**Work request 1**
How would this sentence from the note signed by Devan read in Spanish: "Hope you all get this and my blessings and prayers are with you."
**Work request 2**
In the note signed by Devan, what music is playing at the hotel business center?

---------- Extract to read

I hope you are enjoying the stories, I'll do my best to answer your questions as I write these and when I have time send a personal response.

Best wishes and Love from Devan

P.S. What a world of extremes, this milky tea day has brewed into a lightning storm, wet at a computer terminal at a hotel business center with Russian techno playing, power and phone line keeps cutting out. Hope you all get this and my blessings and prayers are with you.

--------------------
---------- Raw data

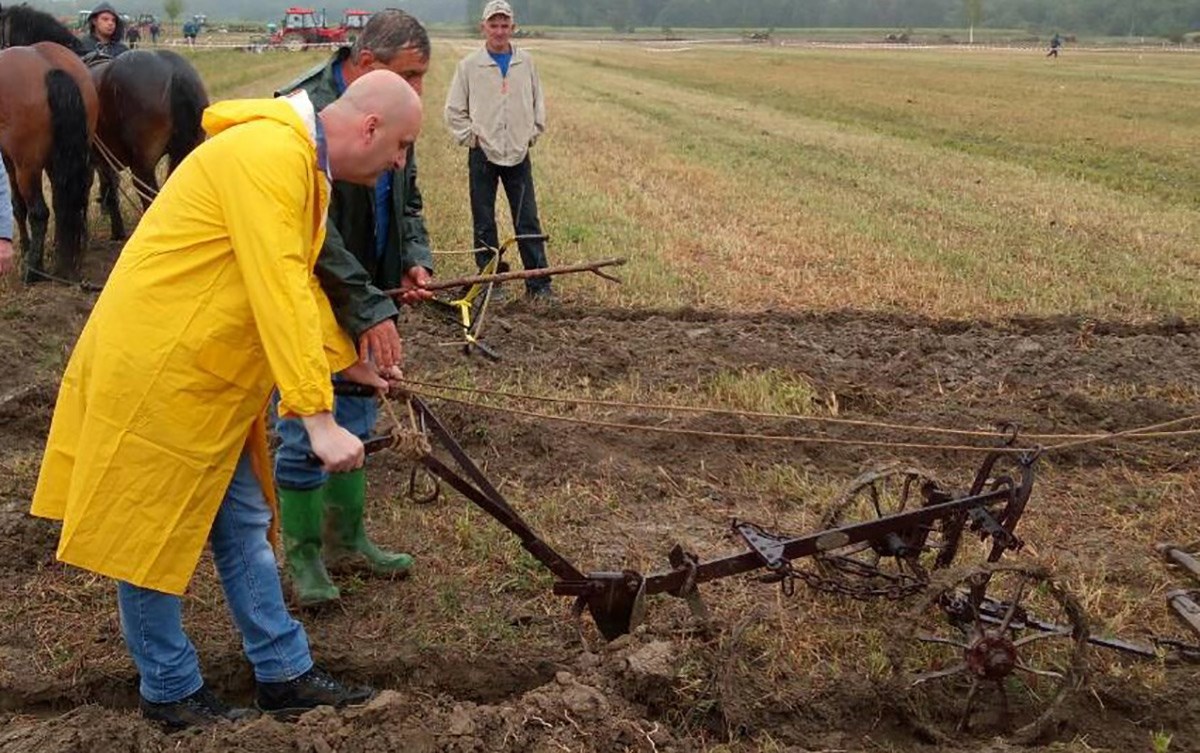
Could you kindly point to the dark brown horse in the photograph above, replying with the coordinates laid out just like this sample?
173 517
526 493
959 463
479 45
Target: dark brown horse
150 107
48 112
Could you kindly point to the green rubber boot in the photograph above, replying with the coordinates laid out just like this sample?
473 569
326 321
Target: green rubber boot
300 513
345 534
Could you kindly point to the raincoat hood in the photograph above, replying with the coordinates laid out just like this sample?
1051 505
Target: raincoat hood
107 7
294 110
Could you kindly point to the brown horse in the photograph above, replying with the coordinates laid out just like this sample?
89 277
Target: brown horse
150 107
48 112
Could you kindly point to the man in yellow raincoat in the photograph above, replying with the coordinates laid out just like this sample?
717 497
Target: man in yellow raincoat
159 429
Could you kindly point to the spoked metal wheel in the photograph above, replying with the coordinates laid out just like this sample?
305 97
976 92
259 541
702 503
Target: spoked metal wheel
990 650
901 559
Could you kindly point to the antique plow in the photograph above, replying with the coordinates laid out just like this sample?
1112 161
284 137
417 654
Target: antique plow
616 598
993 648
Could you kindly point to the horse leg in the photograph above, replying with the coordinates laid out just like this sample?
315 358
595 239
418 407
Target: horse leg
19 210
111 199
34 208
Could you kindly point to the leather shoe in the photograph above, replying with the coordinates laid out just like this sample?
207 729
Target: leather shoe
311 690
199 709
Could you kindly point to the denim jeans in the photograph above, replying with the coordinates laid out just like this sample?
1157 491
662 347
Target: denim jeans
357 415
522 199
275 644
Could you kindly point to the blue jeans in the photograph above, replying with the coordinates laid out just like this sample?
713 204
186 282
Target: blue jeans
522 199
275 644
357 415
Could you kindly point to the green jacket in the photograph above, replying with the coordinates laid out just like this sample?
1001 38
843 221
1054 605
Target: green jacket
347 266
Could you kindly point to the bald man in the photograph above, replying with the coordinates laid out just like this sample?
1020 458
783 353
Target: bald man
157 444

--------------------

**Response area 1**
Espero que todos reciban esto, y mis bendiciones y oraciones están con ustedes.

**Response area 2**
Russian techno.